[Extracted records]
------------------------------------------------------------------------

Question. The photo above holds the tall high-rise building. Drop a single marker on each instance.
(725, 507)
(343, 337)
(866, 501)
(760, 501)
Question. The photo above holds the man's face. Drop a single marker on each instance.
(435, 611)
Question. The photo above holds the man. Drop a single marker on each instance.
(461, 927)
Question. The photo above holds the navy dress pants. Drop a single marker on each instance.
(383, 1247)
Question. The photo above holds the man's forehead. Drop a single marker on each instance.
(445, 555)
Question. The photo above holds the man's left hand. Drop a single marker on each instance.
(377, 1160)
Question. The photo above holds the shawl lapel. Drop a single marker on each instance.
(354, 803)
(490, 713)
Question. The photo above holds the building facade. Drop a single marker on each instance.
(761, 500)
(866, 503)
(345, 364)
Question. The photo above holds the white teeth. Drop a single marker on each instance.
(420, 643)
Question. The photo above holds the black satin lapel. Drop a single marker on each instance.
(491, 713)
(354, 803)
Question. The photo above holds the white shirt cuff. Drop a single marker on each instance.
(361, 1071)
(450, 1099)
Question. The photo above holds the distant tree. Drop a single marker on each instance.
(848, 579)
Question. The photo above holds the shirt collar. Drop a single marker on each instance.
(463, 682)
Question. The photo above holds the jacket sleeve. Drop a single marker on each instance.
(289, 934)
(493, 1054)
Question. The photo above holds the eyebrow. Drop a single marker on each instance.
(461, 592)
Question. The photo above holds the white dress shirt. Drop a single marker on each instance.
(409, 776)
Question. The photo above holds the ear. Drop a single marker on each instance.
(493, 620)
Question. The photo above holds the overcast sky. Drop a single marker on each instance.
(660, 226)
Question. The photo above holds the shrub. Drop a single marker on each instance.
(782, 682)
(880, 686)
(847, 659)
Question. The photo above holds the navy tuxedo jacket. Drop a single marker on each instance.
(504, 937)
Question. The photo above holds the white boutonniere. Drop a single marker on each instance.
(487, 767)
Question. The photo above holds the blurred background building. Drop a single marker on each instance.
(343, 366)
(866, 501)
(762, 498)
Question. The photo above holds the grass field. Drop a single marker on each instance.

------------------------------------------------------------------------

Write out every one of the records above word for word, changing nothing.

Question. The photo above holds the tall high-rise building. Drop a single marker on each instance.
(725, 507)
(343, 337)
(866, 501)
(760, 501)
Question. The photo above holds the man's face. Drop a single marker on each instance.
(435, 611)
Question. The photo above holds the man. Drop a single marker on each instance.
(461, 927)
Question. The photo above holds the navy dress pants. Drop a single marker on each instance.
(383, 1247)
Question. The photo above holds the man's forehead. Drop a single marker on each instance.
(445, 555)
Question. The photo above holds the man's left hand. Drop a single marker on each instance.
(377, 1160)
Question. The photo above holds the shawl lapel. Drop a single marker on each instance.
(354, 803)
(490, 713)
Question. The photo above holds the building facade. Drop a single marker on each instance.
(761, 500)
(866, 503)
(345, 364)
Question. The photo above holds the white teeth. Drop a single marker on each instance.
(420, 643)
Question. The photo above holds the black satin lapel. Drop a single marker on each instance.
(491, 713)
(354, 803)
Question. The photo above holds the white shirt cuff. Drop a single marker on each instance.
(361, 1071)
(450, 1099)
Question. The photo above holds the distant tree. Drop a single marker on each instance.
(848, 579)
Question. The photo above holds the shirt collar. Drop a single marker on each instance.
(463, 682)
Question. The photo above holds the jacket sleeve. Drop a single marker on each instance.
(289, 934)
(493, 1054)
Question. The photo above holds the eyebrow. Drop a single marker on each instance.
(461, 592)
Question. The photo above holds the white dress shirt. Drop a single marker on each instance.
(409, 776)
Question. The photo above holds the ear. Drop a single marker on each instance.
(493, 620)
Question. The photo above holds the overcast sky. Drop a single marker on each instance.
(660, 226)
Question. The photo above holds the shrub. Drop a single marker on each instance.
(782, 682)
(880, 686)
(847, 659)
Question. The photo above holds the navy tuxedo jacket. Drop a single marker on each instance.
(504, 937)
Question. The photo above holds the white boutonniere. Drop a single marker on each instance.
(487, 767)
Question. The photo above holds the blurred background building. Drop a single marker on each instance.
(343, 366)
(866, 501)
(762, 498)
Question. The photo above holds the grass field. Drop a single marker on each instance.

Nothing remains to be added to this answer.